=== Text to read ===
---+---

Over his 33-year career as a firefighter, O’Connor developed as a leader. In 1995 he was promoted to fire chief.

“He truly stepped up and made some positive changes in the department and the community,” Turner said.

O’Connor frequently won over the Alabama legislature for improved state fire building codes. He spent much of his time in Montgomery trying to get fire safety bills passed including one for residential sprinklers.

Before O’Connor became chief, the fire department had only one computer in the offices. In order to keep statistical data, he had more computers installed and used the data to improve the fire safety and other factors in the department. And that’s just a small piece of how he contributed to the North Shelby County community.

O’Connor was a leader in implementing improved processes and introducing advanced fire equipment to improve safety and fire services. He also served a two-year term as president of the Alabama Association of Fire Chiefs.

---+---

=== Stored data ===
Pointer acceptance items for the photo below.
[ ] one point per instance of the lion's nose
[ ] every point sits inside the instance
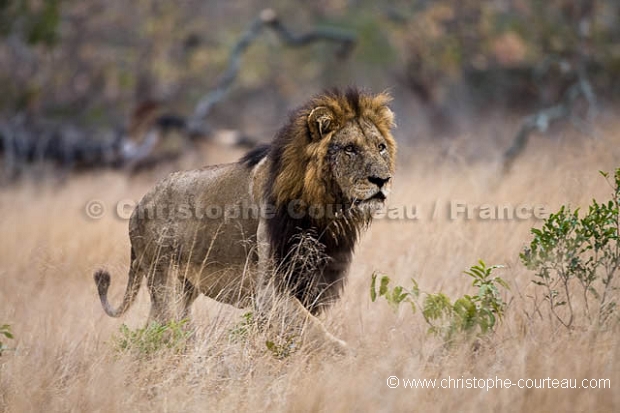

---+---

=== Direction A ===
Transcribe the passage about O'Connor's firefighting career, starting at "Before O’Connor became" and ending at "Shelby County community.".
=== Direction B ===
According to the passage about O'Connor's firefighting career, what position did he hold for a two-year term?
=== Direction C ===
Resume the passage about O'Connor's firefighting career from its final sentence onward.

=== Reply A ===
Before O’Connor became chief, the fire department had only one computer in the offices. In order to keep statistical data, he had more computers installed and used the data to improve the fire safety and other factors in the department. And that’s just a small piece of how he contributed to the North Shelby County community.

=== Reply B ===
President of the Alabama Association of Fire Chiefs.

=== Reply C ===
After O’Connor’s sudden death, the North Shelby Fire Board of Trustees set up an emergency meeting and appointed Wilkerson to serve as interim chief.

Wilkerson, who had known O’Connor for 32 years, said O’Connor was his boss but also his friend: “Michael had an optimistic outlook on life, the kind that rubbed off on everyone. This positive attitude will be missed.”

The O’Connor family requests that memorial contributions be made to Shelby Humane Society, 381 McDow Road, Columbiana, AL 35051.